**Entries provided**

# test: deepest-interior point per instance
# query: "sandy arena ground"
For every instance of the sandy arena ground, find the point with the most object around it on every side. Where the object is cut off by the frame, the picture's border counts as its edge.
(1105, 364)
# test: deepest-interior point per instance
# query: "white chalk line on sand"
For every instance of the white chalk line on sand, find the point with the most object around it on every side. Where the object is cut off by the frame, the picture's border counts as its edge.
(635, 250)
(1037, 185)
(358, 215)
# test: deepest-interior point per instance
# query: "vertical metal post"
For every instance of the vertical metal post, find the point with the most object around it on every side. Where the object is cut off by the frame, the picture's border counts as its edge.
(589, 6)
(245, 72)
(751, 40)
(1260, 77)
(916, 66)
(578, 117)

**Problem**
Repeat the entries exactly, all of them.

**Solution to the exercise**
# test: deepest-interior point per instance
# query: "sandy arena ground"
For every instance of the sandy arena ground, find the point with the most object around it on every side. Where the object is cut off by the frame, the picture's border counts as its edge.
(1105, 364)
# test: deepest-interior point per instance
# query: "white chalk line on sand"
For every instance of the white chalk line on sand, find the point with the most object around it on every side. Where the object is cut off by the frame, the picture's border counts as its edge.
(635, 250)
(1037, 185)
(358, 215)
# test: deepest-interior point per instance
# query: "vertical metal post"
For every instance of the vertical metal post, find the point with the most object around it on every side. Where the object is cut off by the frame, the picture's border counts as its edge.
(589, 6)
(245, 72)
(751, 40)
(1260, 77)
(916, 66)
(578, 117)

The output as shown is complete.